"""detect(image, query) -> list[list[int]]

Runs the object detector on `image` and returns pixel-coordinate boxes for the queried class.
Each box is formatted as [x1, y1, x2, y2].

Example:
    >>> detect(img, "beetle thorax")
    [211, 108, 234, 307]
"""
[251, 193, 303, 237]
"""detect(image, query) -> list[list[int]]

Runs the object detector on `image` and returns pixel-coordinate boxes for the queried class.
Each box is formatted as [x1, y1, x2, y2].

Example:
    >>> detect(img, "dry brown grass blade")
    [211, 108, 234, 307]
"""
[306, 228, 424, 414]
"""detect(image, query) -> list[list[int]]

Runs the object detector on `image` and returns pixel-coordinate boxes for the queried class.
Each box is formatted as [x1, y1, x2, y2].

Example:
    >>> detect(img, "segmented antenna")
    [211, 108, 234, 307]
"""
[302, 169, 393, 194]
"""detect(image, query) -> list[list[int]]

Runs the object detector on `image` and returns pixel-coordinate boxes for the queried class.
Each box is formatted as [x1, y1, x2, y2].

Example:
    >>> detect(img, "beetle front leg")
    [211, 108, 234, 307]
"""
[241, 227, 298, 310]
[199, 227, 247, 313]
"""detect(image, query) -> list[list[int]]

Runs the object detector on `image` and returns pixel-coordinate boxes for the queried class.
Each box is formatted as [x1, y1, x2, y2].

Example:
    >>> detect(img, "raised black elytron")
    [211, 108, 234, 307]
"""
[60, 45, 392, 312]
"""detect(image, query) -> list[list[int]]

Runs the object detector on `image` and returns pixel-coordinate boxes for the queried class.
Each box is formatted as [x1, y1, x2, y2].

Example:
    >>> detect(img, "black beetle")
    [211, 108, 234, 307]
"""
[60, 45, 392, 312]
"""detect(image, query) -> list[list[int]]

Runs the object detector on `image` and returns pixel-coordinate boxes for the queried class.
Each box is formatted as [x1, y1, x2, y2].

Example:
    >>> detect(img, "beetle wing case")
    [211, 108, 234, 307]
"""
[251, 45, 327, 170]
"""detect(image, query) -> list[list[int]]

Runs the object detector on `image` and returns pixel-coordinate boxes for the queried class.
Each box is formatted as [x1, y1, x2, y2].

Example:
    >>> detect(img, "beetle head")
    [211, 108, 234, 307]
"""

##############################

# DESCRIPTION OF THE TASK
Please write out the whole listing above again, substituting "box predictor" for every occurrence of "object detector" and keeping everything else the same.

# TASK ANSWER
"""detect(image, query) -> list[list[int]]

Runs the box predictor on `image` and returns pixel-coordinate boxes for the queried class.
Each box is formatted as [x1, y1, x2, y2].

Example:
    >>> detect(img, "beetle thorax")
    [211, 108, 234, 307]
"""
[251, 193, 303, 237]
"""detect(image, query) -> list[list[int]]

Runs the box predictor on `image` and returns pixel-coordinate boxes for the queried class.
Each box is formatted as [x1, y1, x2, y2].

Example:
    >>> detect(img, "dry brown grass blade")
    [211, 108, 234, 307]
"""
[306, 228, 424, 414]
"""detect(image, query) -> list[list[int]]

Runs the box predictor on `image` and returns pixel-coordinate boxes for the queried class.
Each box is formatted as [x1, y1, x2, y2].

Example:
    >>> detect(img, "segmented antenna")
    [211, 108, 234, 307]
"""
[302, 169, 393, 194]
"""detect(image, query) -> list[list[int]]

Runs the box predictor on `image` and returns pixel-coordinate boxes for the queried class.
Each box is formatted as [x1, y1, x2, y2].

Example:
    >>> detect(img, "beetle front leg")
    [211, 108, 234, 307]
"""
[241, 227, 298, 310]
[199, 227, 247, 313]
"""detect(image, query) -> list[list[int]]

Runs the box predictor on `image` and returns pixel-coordinate boxes for the queried class.
Each box is formatted as [x1, y1, x2, y2].

Example:
    >>> detect(img, "raised black elytron")
    [211, 108, 234, 307]
"""
[60, 45, 392, 312]
"""detect(image, query) -> list[list[int]]

Runs the box predictor on `image` and returns pixel-coordinate boxes for the queried class.
Each box is formatted as [x1, y1, x2, y2].

Example:
    >>> detect(img, "black beetle")
    [211, 108, 234, 307]
"""
[60, 45, 392, 312]
"""detect(image, query) -> list[list[int]]

Runs the box predictor on `image` and returns pixel-coordinate boxes for the queried class.
Each box is formatted as [x1, y1, x2, y2].

Example:
    >>> detect(img, "beetle wing case")
    [211, 108, 234, 307]
"""
[251, 45, 327, 170]
"""detect(image, query) -> list[list[int]]

Runs the box predictor on `image` and returns pixel-coordinate boxes for the queried class.
Each box is formatted as [x1, y1, x2, y2].

Example:
    >>> detect(img, "beetle head")
    [211, 108, 234, 307]
"""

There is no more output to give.